Continue the excerpt about threads and pthread_join() synchronization from its last line.
* Start EXCERPT PROVIDED *
In this example, each thread is given a starting index into the array and a range it needs to cover. It sums the values in that range and returns the partial sum in the result result structure.

The main thread spawns each thread one at a time in a loop, giving each its own argument structure. Notice that the argument structure is filled in with the starting index where that thread is supposed to start and the range of values it needs to cover.

Aftre the main thread spawns all of the sum threads, it goes into another loop and joins with them, one-at-a-time, in the roder that they were spawned.

Here is a a sample output from this multi-threaded program:

MossPiglet% ./avg-manythread 100000 5
sum thread 1 running, starting at 0 for 20000
sum thread 2 running, starting at 20000 for 20000
sum thread 3 running, starting at 40000 for 20000
sum thread 4 running, starting at 60000 for 20000
sum thread 5 running, starting at 80000 for 20000
the average over 100000 random numbers on (0,1) is 0.499644


This output is worth studying for a moment. Notice that the main thread starts 5 threads. The it completes the creation of 3 threads. It calls the create for the 4th thread, but before it prints the “created” message sum thread 1 starts running. Then the message saying that 4 was created prints. Then sum thread 2 and 3 start, and then the main thread creates thread 5.

This order of execution is not guaranteed. In fact, there are many leagl orderings of thread execution that are possible. All that matters is that the main thread not try and access the result from a thread until after it has joined with that thread.

This point is important All of the threads are independent and they can run in any order once they are created. They interleave their execution with each other and the main thread (or exencute in paralle if multiple cores are available). However a call to pthread_join() ensures that the calling thread will not proceed until the thread being joined with completes.

It is in this way that the main thread “knows” when each thread has completed computing its partial sum and successfully returned it.

• blocks is the thread being joined with hasn’t yet exited
• unblocks immediately if the thread being joined with has already exited

Either way, the thread calling pthread_join() is guaranteed that the thread it is joining with has exited and, thus, any work that thread was doing must have been completed.

# Synchronization

The functionality of pthread_join() illustrates an important operating systems concept: synchronization.

The term synchronization literally means “at the same time.” However, in a computer science context it means

"the state of a concurrent program is consistent across two or more concurrent events."

In this example, the main thread “synchronizes” with each of the sum threads using the pthread_join() call. After each call to pthread_join() you, the programmer, know the state of two threads:

• the sum thread whose id is contained in the variable thread_ids[t] and this state is that the thread has exited after sucessfully computing its partial sum.

Thus the main thread and one of the sum threads “synchronize” before the main thread tries to use the partial sum computed by the sum thread.

Synchronization is an important concept when concurrent and/or asynchronous events must be managed. We’ll discuss syncronization a great deal through this class as it is a critical function of an operating system.

# How much faster is it?
* End EXCERPT PROVIDED *
* Start DATA SECTION *
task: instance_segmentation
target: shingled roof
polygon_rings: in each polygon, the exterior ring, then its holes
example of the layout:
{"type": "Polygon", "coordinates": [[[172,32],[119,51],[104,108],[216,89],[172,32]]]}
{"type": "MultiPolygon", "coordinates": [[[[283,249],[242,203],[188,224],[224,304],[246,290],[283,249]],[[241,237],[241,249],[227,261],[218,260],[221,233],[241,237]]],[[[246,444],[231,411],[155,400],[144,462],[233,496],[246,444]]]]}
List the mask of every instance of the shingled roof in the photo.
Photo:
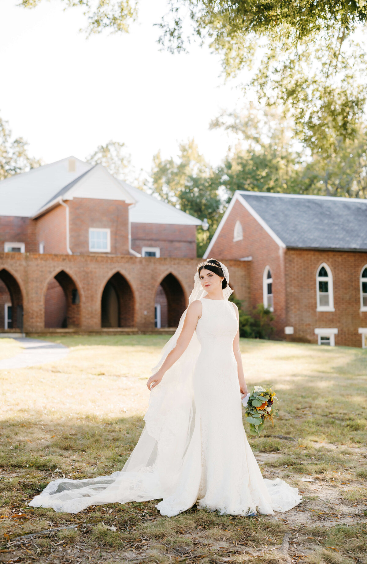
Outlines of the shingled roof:
{"type": "Polygon", "coordinates": [[[211,247],[237,200],[281,246],[367,251],[367,200],[240,191],[235,193],[211,247]]]}

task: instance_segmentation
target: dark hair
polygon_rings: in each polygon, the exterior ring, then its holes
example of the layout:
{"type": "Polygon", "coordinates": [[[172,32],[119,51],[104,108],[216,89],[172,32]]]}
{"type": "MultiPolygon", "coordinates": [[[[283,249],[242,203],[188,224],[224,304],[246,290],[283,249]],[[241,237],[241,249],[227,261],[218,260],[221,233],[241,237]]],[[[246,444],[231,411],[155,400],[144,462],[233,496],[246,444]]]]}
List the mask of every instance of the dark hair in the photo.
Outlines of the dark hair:
{"type": "Polygon", "coordinates": [[[220,265],[218,261],[216,261],[215,258],[211,258],[209,261],[206,261],[206,262],[210,262],[210,265],[205,265],[204,266],[200,266],[199,268],[199,275],[200,276],[200,273],[203,268],[205,268],[207,270],[210,270],[211,272],[214,272],[214,274],[217,274],[221,278],[223,278],[222,280],[222,288],[224,290],[225,288],[227,288],[227,280],[226,280],[226,277],[224,275],[223,270],[222,270],[222,267],[220,265]],[[212,266],[212,265],[213,266],[212,266]]]}

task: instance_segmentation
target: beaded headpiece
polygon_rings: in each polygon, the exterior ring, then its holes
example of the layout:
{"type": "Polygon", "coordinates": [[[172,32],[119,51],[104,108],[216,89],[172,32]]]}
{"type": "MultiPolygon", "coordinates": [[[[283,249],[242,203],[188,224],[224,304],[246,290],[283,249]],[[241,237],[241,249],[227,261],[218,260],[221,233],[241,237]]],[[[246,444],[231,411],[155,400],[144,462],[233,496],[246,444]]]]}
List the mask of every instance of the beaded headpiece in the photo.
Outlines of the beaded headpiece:
{"type": "Polygon", "coordinates": [[[218,265],[213,264],[212,262],[208,262],[207,261],[205,261],[205,262],[200,262],[200,265],[199,265],[197,268],[198,272],[199,272],[199,269],[201,268],[202,266],[216,266],[217,268],[221,268],[221,267],[218,266],[218,265]]]}

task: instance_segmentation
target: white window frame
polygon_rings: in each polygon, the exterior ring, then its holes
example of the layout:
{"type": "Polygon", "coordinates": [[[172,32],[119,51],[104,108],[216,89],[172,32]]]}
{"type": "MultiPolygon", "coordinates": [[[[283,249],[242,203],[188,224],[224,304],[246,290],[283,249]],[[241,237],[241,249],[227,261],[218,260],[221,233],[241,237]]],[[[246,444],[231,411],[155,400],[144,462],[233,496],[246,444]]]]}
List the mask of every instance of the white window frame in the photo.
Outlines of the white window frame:
{"type": "Polygon", "coordinates": [[[315,334],[317,336],[317,345],[321,345],[321,337],[328,337],[330,347],[335,346],[335,336],[338,334],[338,329],[334,328],[320,328],[315,329],[315,334]]]}
{"type": "MultiPolygon", "coordinates": [[[[361,309],[360,310],[360,311],[367,311],[367,306],[363,305],[363,292],[362,289],[362,281],[365,281],[366,282],[367,282],[367,278],[362,277],[362,274],[365,268],[367,268],[367,265],[365,265],[364,266],[362,267],[362,270],[361,270],[361,274],[360,274],[359,276],[360,295],[361,297],[361,309]]],[[[365,296],[367,296],[367,294],[365,294],[365,296]]]]}
{"type": "MultiPolygon", "coordinates": [[[[155,303],[154,307],[156,308],[156,329],[160,329],[161,328],[161,321],[160,321],[160,304],[155,303]]],[[[154,316],[155,317],[155,316],[154,316]]],[[[154,320],[155,321],[155,319],[154,320]]]]}
{"type": "Polygon", "coordinates": [[[88,231],[88,243],[89,253],[110,253],[111,252],[111,230],[100,227],[89,227],[88,231]],[[106,249],[91,249],[91,233],[93,231],[104,231],[107,233],[106,249]]]}
{"type": "Polygon", "coordinates": [[[367,327],[359,327],[358,332],[362,336],[362,348],[367,349],[367,327]]]}
{"type": "Polygon", "coordinates": [[[323,262],[322,265],[320,265],[318,268],[316,275],[316,311],[335,311],[334,309],[334,286],[333,284],[333,275],[332,274],[332,271],[330,268],[328,266],[326,263],[323,262]],[[327,276],[319,276],[319,272],[321,269],[324,267],[326,272],[328,273],[327,276]],[[328,283],[328,293],[329,294],[329,305],[328,306],[320,306],[320,291],[319,289],[319,282],[327,282],[328,283]]]}
{"type": "Polygon", "coordinates": [[[19,247],[20,249],[21,253],[25,252],[25,243],[12,243],[10,241],[7,241],[4,243],[4,252],[5,253],[11,253],[12,251],[8,250],[8,247],[19,247]]]}
{"type": "Polygon", "coordinates": [[[266,308],[266,309],[270,310],[270,311],[274,311],[274,292],[273,288],[272,288],[272,284],[273,284],[272,275],[271,275],[271,278],[268,278],[268,277],[267,277],[267,273],[269,272],[269,271],[270,271],[270,274],[271,274],[271,269],[270,268],[270,267],[268,265],[267,265],[265,267],[265,270],[264,270],[263,274],[262,275],[262,299],[263,299],[263,303],[264,305],[264,307],[266,308]],[[268,294],[268,293],[267,293],[267,285],[268,285],[268,284],[271,284],[271,287],[271,287],[271,290],[272,290],[272,294],[268,294]],[[268,306],[267,306],[267,297],[268,297],[268,296],[272,296],[272,306],[271,306],[271,307],[268,307],[268,306]]]}
{"type": "Polygon", "coordinates": [[[4,329],[8,328],[8,307],[10,306],[11,307],[11,302],[7,302],[4,304],[4,329]]]}
{"type": "Polygon", "coordinates": [[[155,253],[155,257],[151,257],[152,258],[159,258],[160,257],[160,247],[142,247],[141,248],[141,256],[145,256],[145,252],[147,253],[155,253]]]}
{"type": "Polygon", "coordinates": [[[243,230],[241,224],[241,222],[238,219],[235,223],[235,228],[233,230],[233,242],[236,241],[242,241],[243,239],[243,230]]]}

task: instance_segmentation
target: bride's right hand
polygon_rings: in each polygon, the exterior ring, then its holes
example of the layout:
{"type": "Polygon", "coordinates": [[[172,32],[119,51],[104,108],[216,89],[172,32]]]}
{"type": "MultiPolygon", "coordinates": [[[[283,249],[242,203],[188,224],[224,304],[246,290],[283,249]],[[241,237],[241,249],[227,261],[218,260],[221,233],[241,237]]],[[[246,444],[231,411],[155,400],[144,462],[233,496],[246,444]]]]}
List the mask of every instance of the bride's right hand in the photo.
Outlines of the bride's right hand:
{"type": "Polygon", "coordinates": [[[150,391],[154,387],[155,387],[156,386],[158,386],[163,377],[163,374],[160,374],[159,371],[158,372],[156,372],[155,374],[154,374],[153,376],[151,376],[148,381],[146,382],[148,390],[150,391]]]}

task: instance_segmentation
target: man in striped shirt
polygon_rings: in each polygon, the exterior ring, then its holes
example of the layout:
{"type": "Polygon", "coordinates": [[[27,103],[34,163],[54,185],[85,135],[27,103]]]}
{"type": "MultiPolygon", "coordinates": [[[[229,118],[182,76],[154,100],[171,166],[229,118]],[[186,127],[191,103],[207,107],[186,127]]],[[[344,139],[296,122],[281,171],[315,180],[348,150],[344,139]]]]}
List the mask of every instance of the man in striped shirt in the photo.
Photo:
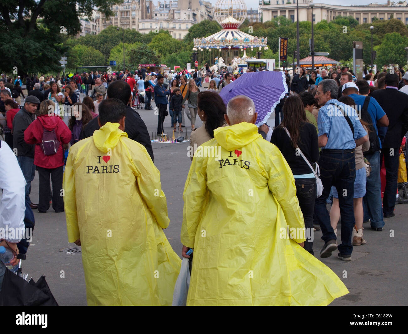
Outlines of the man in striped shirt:
{"type": "Polygon", "coordinates": [[[355,224],[354,149],[366,142],[368,135],[354,109],[336,99],[338,89],[334,80],[324,80],[318,86],[315,96],[321,107],[317,126],[319,146],[322,148],[319,165],[323,186],[323,193],[315,202],[315,212],[323,233],[322,239],[324,241],[320,257],[328,257],[337,248],[337,237],[326,208],[330,187],[335,186],[339,194],[341,216],[341,243],[338,246],[337,257],[344,261],[351,261],[351,236],[355,224]]]}

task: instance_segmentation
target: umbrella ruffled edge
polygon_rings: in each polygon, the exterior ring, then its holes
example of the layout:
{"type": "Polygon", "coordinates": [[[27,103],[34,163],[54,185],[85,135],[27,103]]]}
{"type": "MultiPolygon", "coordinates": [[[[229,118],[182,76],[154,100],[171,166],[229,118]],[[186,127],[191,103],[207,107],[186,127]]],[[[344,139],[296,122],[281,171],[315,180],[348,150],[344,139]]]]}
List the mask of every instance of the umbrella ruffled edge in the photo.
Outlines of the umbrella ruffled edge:
{"type": "Polygon", "coordinates": [[[278,105],[278,104],[280,102],[281,100],[283,99],[284,97],[288,93],[288,85],[286,83],[286,77],[285,75],[285,73],[283,71],[282,71],[281,73],[282,73],[282,82],[283,83],[283,86],[285,88],[285,91],[282,93],[282,94],[281,94],[280,97],[279,97],[279,100],[273,104],[273,105],[271,108],[271,111],[266,114],[266,116],[264,117],[264,119],[255,124],[255,125],[258,127],[260,126],[264,123],[266,123],[268,120],[269,119],[269,117],[271,117],[271,115],[272,114],[272,113],[275,111],[275,107],[278,105]]]}

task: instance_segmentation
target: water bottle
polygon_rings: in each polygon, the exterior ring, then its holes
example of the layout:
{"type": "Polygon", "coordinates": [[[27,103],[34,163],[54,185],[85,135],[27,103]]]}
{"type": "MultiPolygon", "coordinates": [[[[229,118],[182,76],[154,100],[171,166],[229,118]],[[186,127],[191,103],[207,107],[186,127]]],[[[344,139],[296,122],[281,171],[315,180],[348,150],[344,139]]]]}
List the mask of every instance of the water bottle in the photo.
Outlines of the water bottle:
{"type": "Polygon", "coordinates": [[[6,249],[3,246],[0,246],[0,259],[6,265],[6,268],[11,270],[14,274],[16,274],[18,270],[18,265],[11,265],[10,264],[10,261],[13,261],[15,257],[14,254],[9,249],[6,249]]]}

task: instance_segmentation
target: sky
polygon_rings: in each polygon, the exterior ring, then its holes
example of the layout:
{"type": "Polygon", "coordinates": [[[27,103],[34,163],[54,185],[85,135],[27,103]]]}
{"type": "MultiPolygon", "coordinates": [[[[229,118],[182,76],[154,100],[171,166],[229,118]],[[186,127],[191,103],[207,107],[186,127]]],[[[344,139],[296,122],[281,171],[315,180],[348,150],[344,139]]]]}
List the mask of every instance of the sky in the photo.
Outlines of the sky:
{"type": "MultiPolygon", "coordinates": [[[[302,1],[302,0],[300,0],[302,1]]],[[[215,4],[215,2],[217,2],[217,0],[209,0],[210,2],[213,4],[214,5],[215,4]]],[[[273,1],[273,0],[272,0],[273,1]]],[[[396,1],[396,0],[395,0],[396,1]]],[[[246,7],[249,9],[251,8],[252,8],[253,9],[257,9],[258,8],[258,7],[259,6],[259,0],[244,0],[245,2],[245,4],[246,5],[246,7]]],[[[293,2],[291,1],[291,2],[293,2]]],[[[324,3],[324,4],[339,4],[339,0],[315,0],[314,1],[315,3],[324,3]]],[[[397,1],[398,2],[398,1],[397,1]]],[[[350,4],[355,4],[355,5],[361,5],[361,4],[368,4],[369,3],[374,3],[374,2],[378,2],[378,3],[382,4],[382,3],[386,3],[386,0],[384,1],[384,0],[353,0],[353,1],[350,1],[350,0],[346,0],[344,2],[341,3],[341,5],[343,6],[350,6],[350,4]]],[[[300,3],[299,2],[299,3],[300,3]]]]}

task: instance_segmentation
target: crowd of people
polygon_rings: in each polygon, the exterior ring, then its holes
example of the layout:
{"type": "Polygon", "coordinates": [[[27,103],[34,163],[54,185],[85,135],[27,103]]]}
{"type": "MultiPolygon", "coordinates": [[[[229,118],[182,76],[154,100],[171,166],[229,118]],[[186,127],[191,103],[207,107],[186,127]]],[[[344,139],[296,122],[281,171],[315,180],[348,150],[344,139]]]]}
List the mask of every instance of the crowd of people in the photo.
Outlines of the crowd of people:
{"type": "MultiPolygon", "coordinates": [[[[33,77],[21,106],[11,93],[21,87],[20,78],[11,89],[9,79],[0,80],[0,156],[7,157],[0,164],[10,168],[16,157],[21,173],[13,191],[24,191],[13,208],[45,213],[52,205],[65,211],[69,241],[82,246],[89,305],[171,305],[181,261],[162,231],[169,223],[166,197],[135,108],[140,97],[148,110],[154,99],[157,135],[169,113],[180,131],[185,113],[193,131],[181,235],[182,257],[194,259],[186,303],[328,304],[348,292],[315,257],[314,232],[321,230],[324,242],[320,257],[337,250],[339,259],[350,261],[353,246],[370,242],[364,223],[381,231],[396,203],[408,201],[397,195],[399,154],[407,145],[408,73],[384,68],[358,80],[345,66],[314,70],[310,78],[304,69],[294,75],[285,71],[288,92],[277,102],[272,129],[255,125],[249,98],[239,95],[226,106],[220,97],[239,74],[207,68],[195,77],[141,66],[68,80],[33,77]],[[67,122],[56,112],[63,105],[73,110],[67,122]],[[203,123],[196,128],[197,115],[203,123]],[[200,147],[219,149],[219,156],[194,155],[200,147]],[[38,204],[29,196],[36,170],[38,204]],[[282,237],[287,228],[303,232],[282,237]]],[[[17,254],[16,241],[7,241],[17,254]]]]}

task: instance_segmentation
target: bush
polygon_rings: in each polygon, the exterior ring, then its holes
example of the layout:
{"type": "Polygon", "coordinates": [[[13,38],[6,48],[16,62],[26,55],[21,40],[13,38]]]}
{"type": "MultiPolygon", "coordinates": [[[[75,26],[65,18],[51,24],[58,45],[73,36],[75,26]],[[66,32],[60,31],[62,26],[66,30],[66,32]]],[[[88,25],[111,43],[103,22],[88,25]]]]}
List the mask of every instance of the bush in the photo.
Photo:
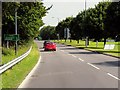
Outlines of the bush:
{"type": "Polygon", "coordinates": [[[2,48],[2,55],[12,55],[13,50],[12,49],[7,49],[7,48],[2,48]]]}

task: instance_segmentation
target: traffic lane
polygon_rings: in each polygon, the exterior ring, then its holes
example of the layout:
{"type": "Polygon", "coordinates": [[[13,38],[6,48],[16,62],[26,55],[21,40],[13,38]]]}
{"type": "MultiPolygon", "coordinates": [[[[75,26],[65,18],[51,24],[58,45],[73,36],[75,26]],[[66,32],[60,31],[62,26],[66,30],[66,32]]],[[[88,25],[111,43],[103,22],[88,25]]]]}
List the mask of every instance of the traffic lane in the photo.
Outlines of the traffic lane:
{"type": "Polygon", "coordinates": [[[40,65],[23,88],[117,88],[117,80],[61,51],[41,52],[40,65]],[[91,83],[92,82],[92,83],[91,83]]]}
{"type": "Polygon", "coordinates": [[[78,58],[81,58],[85,62],[92,63],[93,65],[99,67],[101,70],[105,72],[109,72],[116,77],[119,77],[118,75],[118,58],[114,58],[111,56],[106,56],[103,54],[87,51],[84,49],[77,49],[72,46],[65,46],[65,45],[58,45],[60,50],[63,50],[69,54],[75,55],[78,58]]]}

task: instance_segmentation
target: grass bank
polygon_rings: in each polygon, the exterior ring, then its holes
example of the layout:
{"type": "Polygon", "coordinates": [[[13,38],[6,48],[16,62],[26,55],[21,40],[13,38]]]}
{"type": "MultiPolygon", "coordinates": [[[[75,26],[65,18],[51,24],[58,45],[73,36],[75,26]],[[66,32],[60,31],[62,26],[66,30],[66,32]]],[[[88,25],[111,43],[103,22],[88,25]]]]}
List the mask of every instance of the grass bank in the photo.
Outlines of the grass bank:
{"type": "Polygon", "coordinates": [[[72,40],[72,42],[70,42],[70,40],[66,40],[66,42],[65,40],[54,40],[54,42],[120,57],[120,42],[107,42],[106,44],[115,44],[112,50],[104,50],[104,42],[98,42],[98,44],[96,44],[96,42],[89,41],[88,47],[85,46],[85,41],[82,40],[80,40],[79,43],[77,43],[76,40],[72,40]]]}
{"type": "Polygon", "coordinates": [[[2,88],[17,88],[39,59],[38,47],[35,43],[30,54],[20,63],[2,74],[2,88]]]}
{"type": "Polygon", "coordinates": [[[31,45],[31,43],[18,46],[17,55],[15,55],[14,47],[11,47],[9,49],[3,47],[2,48],[2,63],[1,64],[6,64],[7,62],[9,62],[9,61],[19,57],[20,55],[24,54],[30,48],[30,45],[31,45]]]}

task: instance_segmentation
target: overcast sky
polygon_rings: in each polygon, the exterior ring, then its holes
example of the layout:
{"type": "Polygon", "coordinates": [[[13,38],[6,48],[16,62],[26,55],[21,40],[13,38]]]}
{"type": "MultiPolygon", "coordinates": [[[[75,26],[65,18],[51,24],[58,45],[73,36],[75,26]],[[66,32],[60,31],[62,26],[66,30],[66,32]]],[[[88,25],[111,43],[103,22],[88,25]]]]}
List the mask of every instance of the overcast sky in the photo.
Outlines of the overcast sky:
{"type": "MultiPolygon", "coordinates": [[[[98,2],[103,0],[86,0],[86,8],[94,7],[98,2]]],[[[53,7],[43,17],[45,25],[56,26],[59,21],[66,17],[76,16],[80,11],[85,9],[84,0],[43,0],[44,6],[53,7]]]]}

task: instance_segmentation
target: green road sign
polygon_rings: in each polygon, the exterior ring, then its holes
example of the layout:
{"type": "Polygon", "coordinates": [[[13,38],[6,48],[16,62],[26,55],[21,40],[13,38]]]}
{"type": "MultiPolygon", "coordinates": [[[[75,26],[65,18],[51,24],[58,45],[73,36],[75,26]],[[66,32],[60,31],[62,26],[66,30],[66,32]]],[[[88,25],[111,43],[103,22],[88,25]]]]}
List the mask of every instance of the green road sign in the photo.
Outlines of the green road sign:
{"type": "Polygon", "coordinates": [[[7,41],[18,41],[19,40],[19,34],[5,34],[4,40],[7,41]]]}

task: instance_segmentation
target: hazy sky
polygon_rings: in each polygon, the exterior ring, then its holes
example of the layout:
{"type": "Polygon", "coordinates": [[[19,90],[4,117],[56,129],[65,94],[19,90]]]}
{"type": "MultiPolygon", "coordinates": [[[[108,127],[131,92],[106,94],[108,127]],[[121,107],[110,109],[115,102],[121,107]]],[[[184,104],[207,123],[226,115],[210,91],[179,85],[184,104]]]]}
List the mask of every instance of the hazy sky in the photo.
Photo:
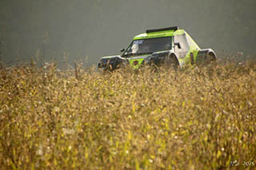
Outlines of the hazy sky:
{"type": "Polygon", "coordinates": [[[0,50],[5,62],[43,56],[96,64],[119,54],[133,37],[178,26],[217,54],[255,55],[255,0],[0,0],[0,50]]]}

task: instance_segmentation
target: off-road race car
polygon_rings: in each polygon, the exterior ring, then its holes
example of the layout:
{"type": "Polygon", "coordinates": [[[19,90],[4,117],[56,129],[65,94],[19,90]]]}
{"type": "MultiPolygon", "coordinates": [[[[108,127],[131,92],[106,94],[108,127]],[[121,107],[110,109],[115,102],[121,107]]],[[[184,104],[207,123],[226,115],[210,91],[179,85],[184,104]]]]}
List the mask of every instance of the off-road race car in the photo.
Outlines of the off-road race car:
{"type": "Polygon", "coordinates": [[[142,65],[166,65],[176,69],[189,64],[207,64],[217,59],[213,49],[201,49],[191,37],[178,26],[148,30],[135,36],[130,45],[121,52],[121,55],[101,57],[97,69],[114,70],[121,65],[130,65],[137,69],[142,65]]]}

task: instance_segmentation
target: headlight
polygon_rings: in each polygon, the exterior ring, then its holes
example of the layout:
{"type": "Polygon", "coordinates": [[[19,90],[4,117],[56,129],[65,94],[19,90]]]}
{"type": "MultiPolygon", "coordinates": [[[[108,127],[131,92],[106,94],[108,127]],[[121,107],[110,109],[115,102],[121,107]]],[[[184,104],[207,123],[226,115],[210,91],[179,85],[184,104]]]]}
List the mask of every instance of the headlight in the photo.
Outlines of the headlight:
{"type": "Polygon", "coordinates": [[[150,63],[150,60],[151,60],[150,57],[146,57],[146,58],[145,58],[145,59],[144,59],[145,64],[149,64],[149,63],[150,63]]]}

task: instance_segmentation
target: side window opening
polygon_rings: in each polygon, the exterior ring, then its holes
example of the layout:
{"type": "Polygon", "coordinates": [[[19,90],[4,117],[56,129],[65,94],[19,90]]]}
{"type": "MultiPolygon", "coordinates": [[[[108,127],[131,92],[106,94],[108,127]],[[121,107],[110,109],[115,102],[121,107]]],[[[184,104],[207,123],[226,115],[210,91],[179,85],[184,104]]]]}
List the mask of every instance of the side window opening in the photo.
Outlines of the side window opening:
{"type": "Polygon", "coordinates": [[[188,42],[186,38],[186,35],[175,35],[174,37],[174,43],[179,43],[180,48],[178,45],[174,45],[174,51],[179,57],[185,57],[187,51],[190,49],[188,42]]]}

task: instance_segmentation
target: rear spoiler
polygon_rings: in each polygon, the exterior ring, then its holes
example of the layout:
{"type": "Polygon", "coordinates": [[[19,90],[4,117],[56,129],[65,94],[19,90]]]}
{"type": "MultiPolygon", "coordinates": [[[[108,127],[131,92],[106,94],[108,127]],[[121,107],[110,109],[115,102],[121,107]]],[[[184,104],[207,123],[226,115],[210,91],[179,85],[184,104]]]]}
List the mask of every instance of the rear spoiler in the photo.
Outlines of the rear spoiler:
{"type": "Polygon", "coordinates": [[[164,30],[178,30],[178,26],[172,26],[172,27],[167,27],[167,28],[162,28],[162,29],[154,29],[154,30],[146,30],[146,33],[154,33],[154,32],[159,32],[159,31],[164,31],[164,30]]]}

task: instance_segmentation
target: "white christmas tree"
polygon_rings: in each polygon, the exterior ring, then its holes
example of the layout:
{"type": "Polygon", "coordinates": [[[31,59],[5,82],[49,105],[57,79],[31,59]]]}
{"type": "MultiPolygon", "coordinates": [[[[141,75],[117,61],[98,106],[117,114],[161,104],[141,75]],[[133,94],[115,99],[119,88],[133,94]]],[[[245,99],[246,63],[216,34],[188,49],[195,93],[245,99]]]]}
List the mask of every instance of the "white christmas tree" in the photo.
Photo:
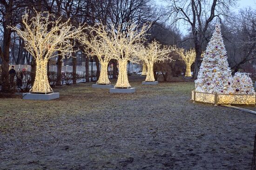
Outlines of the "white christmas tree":
{"type": "Polygon", "coordinates": [[[231,87],[233,94],[255,94],[252,81],[244,73],[236,73],[233,77],[231,87]]]}
{"type": "Polygon", "coordinates": [[[205,93],[229,94],[232,81],[226,49],[219,24],[208,43],[200,66],[195,91],[205,93]]]}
* End DATA SECTION *
RESULT OF THIS TASK
You can experiment with these last two example codes to see how much of an improvement threading and parallelism make in terms of the performance of the code. On my laptop. Running these codes with the Linux time command:

time ./avg-1thread 100000000
the average over 100000000 random numbers on (0,1) is 0.500023

real    0m1.620s
user    0m1.419s
sys 0m0.195s


and

time ./avg-manythread 100000000 10
sum thread 1 running, starting at 0 for 10000000
sum thread 2 running, starting at 10000000 for 10000000
sum thread 4 running, starting at 30000000 for 10000000
sum thread 3 running, starting at 20000000 for 10000000
sum thread 5 running, starting at 40000000 for 10000000
sum thread 6 running, starting at 50000000 for 10000000
sum thread 7 running, starting at 60000000 for 10000000
sum thread 8 running, starting at 70000000 for 10000000
sum thread 9 running, starting at 80000000 for 10000000
sum thread 10 running, starting at 90000000 for 10000000
the average over 100000000 random numbers on (0,1) is 0.500023

real    0m1.437s
user    0m1.501s
sys 0m0.207s


That’s right – using 10 threads only speeds it up with 0.2 seconds. Can you figure out why?

# Experimenting with these examples

Many of the lectures in this class (like this one) include coding examples that are intended to illustrate some of the concepts that the lecture hopes to get across. In this case, the concepts are

• threads as a programming abstraction for dealing with concurrency and parallelism,
• concurrency in the thread runtime

If you don’t understand these three concepts yet, that’s okay – there are a couple of ways to proceed.

First, you should go back an reread the lecture notes from beginning to end. The notes that I provide are intended to be read sequentially and not skimmed when you are trying to learn the concepts. This type of writing differs from other forms with which you might be familiar. It is, however, important to understand that it is by design. Each section of the notes leads to the next thus simply dropping into the middle or (more probably) looking at the bullet points and the examples won’t likely yield a satisfactory explanation.

Secondly, the code exmaples are intended to serve as a vehicle for your own personal experimentation. That is, you can build, modify, and run these codes as a way of fiamilarizing yourself with some of the details that you might not have understood from the lecture notes.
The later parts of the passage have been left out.